■ WHAT YOU WILL DO:
Render every item below as a two-column CSV with the headers instruction and answer, one row per item. Put the item's text under instruction and its answer under answer, each in a single quoted field with line breaks replaced by spaces.

■ DATA ROWS:
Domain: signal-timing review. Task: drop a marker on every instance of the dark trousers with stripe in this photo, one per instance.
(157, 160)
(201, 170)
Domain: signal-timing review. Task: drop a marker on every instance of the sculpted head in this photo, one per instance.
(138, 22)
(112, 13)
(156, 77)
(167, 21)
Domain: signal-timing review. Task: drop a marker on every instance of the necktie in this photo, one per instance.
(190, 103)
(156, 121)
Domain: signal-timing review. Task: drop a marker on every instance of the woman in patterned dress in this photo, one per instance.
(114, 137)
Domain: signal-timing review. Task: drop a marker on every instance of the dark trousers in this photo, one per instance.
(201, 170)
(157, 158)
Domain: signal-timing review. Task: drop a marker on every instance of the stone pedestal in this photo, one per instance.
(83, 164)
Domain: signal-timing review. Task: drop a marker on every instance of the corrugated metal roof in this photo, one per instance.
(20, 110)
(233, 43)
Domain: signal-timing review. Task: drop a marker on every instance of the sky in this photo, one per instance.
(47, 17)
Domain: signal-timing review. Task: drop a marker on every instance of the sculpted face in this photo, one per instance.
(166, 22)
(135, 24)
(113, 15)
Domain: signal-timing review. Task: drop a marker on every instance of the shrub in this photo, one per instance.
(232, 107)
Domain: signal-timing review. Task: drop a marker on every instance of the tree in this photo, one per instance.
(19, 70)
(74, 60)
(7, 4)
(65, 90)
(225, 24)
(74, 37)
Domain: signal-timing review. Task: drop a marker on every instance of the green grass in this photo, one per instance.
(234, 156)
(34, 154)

■ RESPONSE TO THE EXERCISE:
instruction,answer
"Domain: signal-timing review. Task: drop a marker on every instance of the dark trousers with stripe in this photo, one per instance.","(157, 160) (201, 170)"
"Domain: signal-timing review. Task: drop a marker on every instance of the sculpted head in this photo, one per instance.","(138, 22) (112, 13) (156, 77) (167, 21)"
"Domain: signal-timing review. Task: drop a marker on every instance of the necktie in this photo, one per instance.","(190, 103) (156, 121)"
"Domain: signal-timing review. Task: drop a marker on every instance of the woman in patterned dress in this photo, one per instance.","(114, 137)"
"Domain: signal-timing review. Task: drop a marker on every instance of the dark trousers in this photo, one per instance.","(201, 170) (157, 158)"
"Domain: signal-timing review. Task: drop a marker on every instance of the stone pedestal in this photo, one per instance.","(83, 164)"
"Domain: signal-timing review. Task: drop a marker on every instance of the corrugated metal roof in this photo, one per instance.","(20, 110) (233, 43)"
"Domain: signal-timing review. Task: drop a marker on every instance of the sky in this photo, one per instance.","(47, 17)"
"Domain: signal-timing review. Task: drop a marker on every instance of the sculpted face in this photo, one per instance.","(166, 22) (135, 24) (113, 15)"
"Domain: signal-timing review. Task: drop a marker on every instance of the shrub in this photo, one per instance.","(232, 107)"
"Domain: signal-timing review. Task: drop a marker on every instance of the tree in this photo, one per instance.","(19, 70) (74, 60) (7, 4) (65, 90) (225, 24) (74, 37)"
"Domain: signal-timing review. Task: drop a marker on every instance of the green grass in this photo, one per instance.","(234, 156) (34, 154)"